_Text segment_:

# Day 2

# Part 1: Variables and Data types

In [None]:
import pandas as pd
import matplotlib.pyplot as plt


In [None]:
print("Welcome to Day 2: Exploring Data!")
print("------------------------------------------")

Now that our working environment is set, and we know how to edit and execute Python code through Jupyter Notebook (see {ref}`setup`), we move on the Python language itself. In this chapter, we introduce the basic concepts, operators, and data types, in Python.

Throughout most of the chapter, we are going to cover *data types*, in terms of their properties and their behavior. These include the elementary "atomic" data types, namely: 

* `int` (see {ref}`numbers-int-float`),
* `float` (see {ref}`numbers-int-float`), 
* `bool` (see {ref}`boolean-values`), and
* `None` (see {ref}`none`),

as well as the more complex "collection" data types, namely: 

* `str` (see {ref}`strings`),
* `list` (see {ref}`lists`),
* `dict` (see {ref}`tuples`),
* `tuple` (see {ref}`dict`), and
* `set` (see {ref}`sets`).

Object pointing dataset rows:
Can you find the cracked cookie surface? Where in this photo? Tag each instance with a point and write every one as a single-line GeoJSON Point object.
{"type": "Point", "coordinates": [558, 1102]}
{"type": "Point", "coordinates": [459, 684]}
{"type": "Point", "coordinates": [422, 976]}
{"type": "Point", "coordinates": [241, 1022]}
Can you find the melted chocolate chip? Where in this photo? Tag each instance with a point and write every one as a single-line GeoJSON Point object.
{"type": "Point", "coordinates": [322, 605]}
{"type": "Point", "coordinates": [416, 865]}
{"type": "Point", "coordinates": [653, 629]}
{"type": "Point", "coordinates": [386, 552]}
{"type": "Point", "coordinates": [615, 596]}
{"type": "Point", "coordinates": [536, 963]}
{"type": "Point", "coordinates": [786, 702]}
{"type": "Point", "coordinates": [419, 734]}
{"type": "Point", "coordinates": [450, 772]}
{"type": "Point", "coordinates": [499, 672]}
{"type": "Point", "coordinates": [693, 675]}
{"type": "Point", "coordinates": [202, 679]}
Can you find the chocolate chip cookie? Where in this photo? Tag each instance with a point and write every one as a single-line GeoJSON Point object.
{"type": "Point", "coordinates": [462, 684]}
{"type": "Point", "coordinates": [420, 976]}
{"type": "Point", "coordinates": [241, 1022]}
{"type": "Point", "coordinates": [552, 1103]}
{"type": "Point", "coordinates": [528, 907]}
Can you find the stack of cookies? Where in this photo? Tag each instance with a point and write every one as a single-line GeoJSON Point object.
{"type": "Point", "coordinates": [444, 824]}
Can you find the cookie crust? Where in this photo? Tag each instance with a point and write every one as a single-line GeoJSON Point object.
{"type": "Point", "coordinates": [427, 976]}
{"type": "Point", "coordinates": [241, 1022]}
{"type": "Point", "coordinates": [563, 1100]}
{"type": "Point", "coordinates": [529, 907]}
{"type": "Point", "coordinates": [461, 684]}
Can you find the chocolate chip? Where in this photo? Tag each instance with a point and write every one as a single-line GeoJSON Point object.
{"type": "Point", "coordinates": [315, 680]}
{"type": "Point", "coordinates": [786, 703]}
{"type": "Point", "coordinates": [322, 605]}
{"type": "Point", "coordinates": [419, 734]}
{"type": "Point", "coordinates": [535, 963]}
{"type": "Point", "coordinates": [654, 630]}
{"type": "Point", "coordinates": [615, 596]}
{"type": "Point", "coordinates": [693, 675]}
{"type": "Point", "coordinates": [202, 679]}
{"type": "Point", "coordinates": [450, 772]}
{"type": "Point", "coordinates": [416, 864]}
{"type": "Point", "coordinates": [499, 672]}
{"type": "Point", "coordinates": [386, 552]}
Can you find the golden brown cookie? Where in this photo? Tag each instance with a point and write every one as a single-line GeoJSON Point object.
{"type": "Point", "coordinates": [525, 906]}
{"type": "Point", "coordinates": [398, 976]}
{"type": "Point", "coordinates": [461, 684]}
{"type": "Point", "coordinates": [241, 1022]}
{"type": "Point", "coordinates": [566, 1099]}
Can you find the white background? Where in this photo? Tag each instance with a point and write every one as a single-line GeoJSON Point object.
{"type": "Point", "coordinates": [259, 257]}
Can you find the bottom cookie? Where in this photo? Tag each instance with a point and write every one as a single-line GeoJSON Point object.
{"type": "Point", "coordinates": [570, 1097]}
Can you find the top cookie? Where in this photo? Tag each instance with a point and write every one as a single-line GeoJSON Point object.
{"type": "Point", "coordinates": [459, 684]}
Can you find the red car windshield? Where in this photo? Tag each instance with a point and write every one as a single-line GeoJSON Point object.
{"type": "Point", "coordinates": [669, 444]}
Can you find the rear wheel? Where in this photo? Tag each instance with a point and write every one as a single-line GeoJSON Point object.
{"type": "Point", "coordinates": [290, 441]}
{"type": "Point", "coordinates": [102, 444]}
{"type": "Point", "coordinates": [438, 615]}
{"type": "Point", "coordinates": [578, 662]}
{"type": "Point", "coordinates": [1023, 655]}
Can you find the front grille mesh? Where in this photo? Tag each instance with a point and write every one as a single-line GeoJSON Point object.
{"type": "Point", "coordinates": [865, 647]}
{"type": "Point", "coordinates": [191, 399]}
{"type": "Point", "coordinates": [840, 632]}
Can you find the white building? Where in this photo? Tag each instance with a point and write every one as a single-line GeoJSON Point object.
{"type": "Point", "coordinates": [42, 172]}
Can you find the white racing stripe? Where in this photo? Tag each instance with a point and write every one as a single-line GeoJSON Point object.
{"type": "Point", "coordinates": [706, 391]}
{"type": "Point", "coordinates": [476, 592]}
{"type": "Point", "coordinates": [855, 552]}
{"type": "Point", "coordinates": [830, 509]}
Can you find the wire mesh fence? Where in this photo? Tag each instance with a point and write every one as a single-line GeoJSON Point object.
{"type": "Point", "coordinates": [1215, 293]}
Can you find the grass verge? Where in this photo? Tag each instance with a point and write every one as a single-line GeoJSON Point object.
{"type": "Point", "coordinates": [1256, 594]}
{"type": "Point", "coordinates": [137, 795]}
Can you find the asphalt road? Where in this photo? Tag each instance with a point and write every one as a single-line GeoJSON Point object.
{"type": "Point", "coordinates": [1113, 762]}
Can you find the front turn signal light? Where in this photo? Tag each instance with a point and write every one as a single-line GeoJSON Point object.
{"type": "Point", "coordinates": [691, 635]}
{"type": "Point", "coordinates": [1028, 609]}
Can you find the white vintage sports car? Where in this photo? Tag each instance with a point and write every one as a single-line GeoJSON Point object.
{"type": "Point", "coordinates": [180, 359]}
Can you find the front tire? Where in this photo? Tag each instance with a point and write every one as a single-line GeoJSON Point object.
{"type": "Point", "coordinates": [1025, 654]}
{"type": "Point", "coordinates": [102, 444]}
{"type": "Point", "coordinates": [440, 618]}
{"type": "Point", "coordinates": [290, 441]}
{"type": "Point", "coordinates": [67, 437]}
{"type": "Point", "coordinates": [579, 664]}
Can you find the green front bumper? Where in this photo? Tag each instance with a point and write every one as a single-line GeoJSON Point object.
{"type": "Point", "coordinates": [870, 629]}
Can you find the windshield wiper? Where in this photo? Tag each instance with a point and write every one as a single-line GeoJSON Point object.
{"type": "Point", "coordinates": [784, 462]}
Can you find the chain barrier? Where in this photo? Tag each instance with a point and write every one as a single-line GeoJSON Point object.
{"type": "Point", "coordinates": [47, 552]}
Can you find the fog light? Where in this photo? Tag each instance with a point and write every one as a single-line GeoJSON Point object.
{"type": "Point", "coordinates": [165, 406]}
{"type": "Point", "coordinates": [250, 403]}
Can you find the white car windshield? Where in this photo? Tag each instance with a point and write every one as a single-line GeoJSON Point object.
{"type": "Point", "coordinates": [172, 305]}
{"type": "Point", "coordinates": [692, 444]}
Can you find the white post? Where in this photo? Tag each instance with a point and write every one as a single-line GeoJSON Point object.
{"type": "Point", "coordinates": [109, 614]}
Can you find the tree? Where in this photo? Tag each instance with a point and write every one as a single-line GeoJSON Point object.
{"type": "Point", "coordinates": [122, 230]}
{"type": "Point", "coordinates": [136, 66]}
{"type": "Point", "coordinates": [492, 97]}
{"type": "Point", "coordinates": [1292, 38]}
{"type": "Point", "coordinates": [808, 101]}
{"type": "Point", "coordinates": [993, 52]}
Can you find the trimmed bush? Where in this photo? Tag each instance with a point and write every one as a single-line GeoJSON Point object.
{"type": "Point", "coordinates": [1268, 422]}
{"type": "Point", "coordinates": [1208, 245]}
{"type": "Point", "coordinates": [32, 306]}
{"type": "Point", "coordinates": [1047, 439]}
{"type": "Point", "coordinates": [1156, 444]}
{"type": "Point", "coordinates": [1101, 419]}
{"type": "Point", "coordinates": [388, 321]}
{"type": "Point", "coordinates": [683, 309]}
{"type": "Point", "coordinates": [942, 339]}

_What to do_:
1 – In the Python data types lesson, which types are listed as the elementary "atomic" data types?
2 – Continue the Python data types lesson, starting after its list of collection types.

_Exercise responses_:
1 – `int`, `float`, `bool`, and `None`.

2 –
(variables)=
## Variables and assignment

Assignment in Python is done using the assignment operator `=`: 

* To the left of the `=` operator we specify the variable *name* of our choice
* To the right of the `=` operator we specify the *value* to be assigned

For example, the following expression assigns the numeric value of `3` to a variable named `x`:

(functions)=
## Functions

Functions are named pieces of code, to perform a particular job. We will often be executing: 

* Built-in functions
* Functions from the standard library
* Functions from third-party packages (see {ref}`loading-packages`)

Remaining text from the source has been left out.